In the case caption below, who is named as the plaintiff?

SELECTION:
********************

Case No. 15-11800-t7 Adv. No. 17-1051-t

08-27-2020

IN RE: QUICK CASH, INC., Debtor. Yvette J. Gonzales, chapter 7 trustee, Plaintiff, v. Timothy Delgado, Stacey Delgado, Pat Mataya, Mataya Construction Co., Inc., Gallup Lumber & Supply Co., Red Mesa Electric Enterprises, LLC, Elkhorn Cabinets, LLC, Rehoboth Christian School, OneMain Financial f/k/a CitiFinancial, Synchrony Bank, New York Life Insurance Company, Fidelity and Guarantee Life Insurance Company, and Nael Al-Assi, Defendants.

********************

DATA LINES:
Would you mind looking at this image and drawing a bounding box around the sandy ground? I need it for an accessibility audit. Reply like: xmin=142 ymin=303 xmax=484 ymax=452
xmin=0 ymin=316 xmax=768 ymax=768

********************

EXERCISE ANSWER:
Yvette J. Gonzales, chapter 7 trustee